[Opening Data to examine section]
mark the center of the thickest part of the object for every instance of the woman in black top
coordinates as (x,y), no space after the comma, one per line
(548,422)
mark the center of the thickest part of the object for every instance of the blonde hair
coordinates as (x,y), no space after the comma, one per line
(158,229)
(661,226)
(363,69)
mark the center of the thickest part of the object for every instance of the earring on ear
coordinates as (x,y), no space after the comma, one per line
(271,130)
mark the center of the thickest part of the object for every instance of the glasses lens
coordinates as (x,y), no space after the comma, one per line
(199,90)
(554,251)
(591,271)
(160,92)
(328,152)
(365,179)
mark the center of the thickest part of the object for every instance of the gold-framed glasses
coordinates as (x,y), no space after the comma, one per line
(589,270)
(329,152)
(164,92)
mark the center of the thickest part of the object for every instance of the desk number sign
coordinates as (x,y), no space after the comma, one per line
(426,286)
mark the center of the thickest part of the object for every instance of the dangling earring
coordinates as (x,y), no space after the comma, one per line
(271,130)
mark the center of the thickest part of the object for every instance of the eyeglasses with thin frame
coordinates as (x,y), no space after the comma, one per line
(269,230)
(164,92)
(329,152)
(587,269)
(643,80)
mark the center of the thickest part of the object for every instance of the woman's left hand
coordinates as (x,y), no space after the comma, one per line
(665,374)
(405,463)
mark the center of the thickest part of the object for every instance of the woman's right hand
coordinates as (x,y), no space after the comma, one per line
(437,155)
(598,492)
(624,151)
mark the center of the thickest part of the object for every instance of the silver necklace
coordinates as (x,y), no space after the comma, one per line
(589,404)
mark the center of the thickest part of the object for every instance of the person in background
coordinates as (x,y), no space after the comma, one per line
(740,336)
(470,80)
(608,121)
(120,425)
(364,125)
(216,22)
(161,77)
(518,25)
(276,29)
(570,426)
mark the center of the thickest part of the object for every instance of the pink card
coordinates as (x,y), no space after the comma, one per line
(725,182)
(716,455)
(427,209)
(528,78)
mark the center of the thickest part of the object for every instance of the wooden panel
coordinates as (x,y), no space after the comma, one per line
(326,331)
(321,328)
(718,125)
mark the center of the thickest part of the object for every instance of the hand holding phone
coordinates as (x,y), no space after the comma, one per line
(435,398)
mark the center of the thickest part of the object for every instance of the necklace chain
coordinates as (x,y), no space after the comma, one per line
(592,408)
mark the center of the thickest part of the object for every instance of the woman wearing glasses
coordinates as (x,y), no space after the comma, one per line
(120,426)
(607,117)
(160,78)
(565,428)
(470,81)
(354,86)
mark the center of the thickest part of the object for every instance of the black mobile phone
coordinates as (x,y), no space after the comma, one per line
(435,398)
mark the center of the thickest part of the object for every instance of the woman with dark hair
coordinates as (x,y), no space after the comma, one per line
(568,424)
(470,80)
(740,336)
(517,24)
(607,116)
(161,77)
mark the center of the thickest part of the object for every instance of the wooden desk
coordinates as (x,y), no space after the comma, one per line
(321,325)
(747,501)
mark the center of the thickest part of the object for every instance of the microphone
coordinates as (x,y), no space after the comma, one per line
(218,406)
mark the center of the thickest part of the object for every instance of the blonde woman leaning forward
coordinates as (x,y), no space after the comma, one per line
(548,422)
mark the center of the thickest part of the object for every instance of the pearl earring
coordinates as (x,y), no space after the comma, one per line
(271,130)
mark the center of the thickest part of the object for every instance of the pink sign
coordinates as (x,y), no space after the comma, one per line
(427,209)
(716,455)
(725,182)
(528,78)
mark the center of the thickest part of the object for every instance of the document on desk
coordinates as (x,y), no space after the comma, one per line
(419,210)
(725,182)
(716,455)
[Closing Data to examine section]
Retype the material above exactly as given.

> [Exercise solution]
mark the center of the thickest part of the object for every instance of the woman in black top
coordinates as (x,y), no space after the comma, one per line
(548,422)
mark the center of the thickest part of the object for every instance of the blonde hair
coordinates as (x,y), no space after the comma, one per line
(158,229)
(661,226)
(363,69)
mark the center of the thickest part of the object for every instance of the earring on ear
coordinates as (x,y), no space after the comma, one per line
(271,130)
mark the center of the thickest part of the object for every instance of the glasses lens
coordinates as (x,y), no space after the comma, one per line
(199,90)
(554,251)
(591,271)
(160,92)
(328,152)
(365,179)
mark the center of the thickest part of the object for every instance of the gold-framed glasses
coordinates as (x,y), no space after the comma, one per line
(589,270)
(329,152)
(164,92)
mark the center of the thickest part of the object for every instance of the desk number sign
coordinates as (x,y), no space after the comma, one per line
(426,286)
mark the center of the thickest part of the object for every instance of the dangling earring
coordinates as (x,y), no space after the comma, one per line
(271,130)
mark the center of the thickest part of the object for every instance of the eyeglasses with thin frame
coordinates as (x,y), no space after the comma, one per line
(269,230)
(164,92)
(329,152)
(587,269)
(643,80)
mark the center of the thickest part of the object for every instance of the woman's left hand
coordinates as (x,y), no space after the comma, one per line
(665,374)
(405,463)
mark the center of the thickest part of the object for every instance of the woman's right hand
coordinates as (x,y), no space after the comma, one per line
(437,155)
(598,492)
(624,151)
mark the center of the thickest part of the object for every instance of the silver necklace
coordinates as (x,y), no space after the comma, one per line
(589,404)
mark the center of the thickest part of the object for every instance of the person in background
coordinates as (x,y), no space after the comma, one per line
(740,336)
(470,80)
(608,121)
(120,425)
(364,125)
(216,22)
(161,77)
(518,25)
(276,29)
(570,426)
mark the center of the thickest part of the object for every instance of the pink card
coordinates as (x,y), no space after the comma, one per line
(725,182)
(716,455)
(427,209)
(528,78)
mark the center of the thickest part of the object for every instance of the wooden panel
coordinates as (x,y), no space after the comma, one per line
(326,331)
(321,328)
(718,125)
mark the center of the thickest part of the object for every instance of the hand holding phone
coordinates as (x,y), no space after the comma, one per line
(435,398)
mark the center of the thickest part of the object for every instance of the necklace chain
coordinates as (x,y), no space after the comma, one per line
(592,408)
mark the center of the thickest part of the object for every instance of the woman wearing glasses
coordinates as (x,y), no space after the comma, one per line
(120,426)
(607,117)
(160,78)
(565,428)
(470,81)
(354,86)
mark the center of the thickest part of the object for every instance of the black mobile phone
coordinates as (x,y), no space after the comma, one per line
(435,398)
mark the center of the thickest part of the object for every instance of the woman with dark hair
coordinates as (x,y), no space after the comma, one per line
(568,424)
(470,80)
(740,336)
(517,24)
(607,116)
(161,77)
mark the center of the thickest part of the object for every instance of the wooden desk
coordinates as (x,y), no space after the comma, one per line
(321,325)
(747,501)
mark the center of the thickest part of the object for every instance of the microphone
coordinates as (x,y), no space after the comma, one per line
(218,406)
mark the center of the thickest part of the object for every instance of the blonde woman leaning forward
coordinates as (x,y), no space after the comma, one per line
(548,422)
mark the center of the thickest part of the object for every instance of the pearl earring
coordinates as (x,y), no space after the comma, one per line
(271,130)
mark the center of the thickest part of the object for every instance of the pink sign
coordinates as (x,y), no space after the comma, one per line
(427,209)
(716,455)
(725,182)
(528,78)
mark the center of the thickest part of the object for every instance of the document on desk
coordinates as (x,y), no space after the comma, one per line
(419,210)
(725,182)
(716,455)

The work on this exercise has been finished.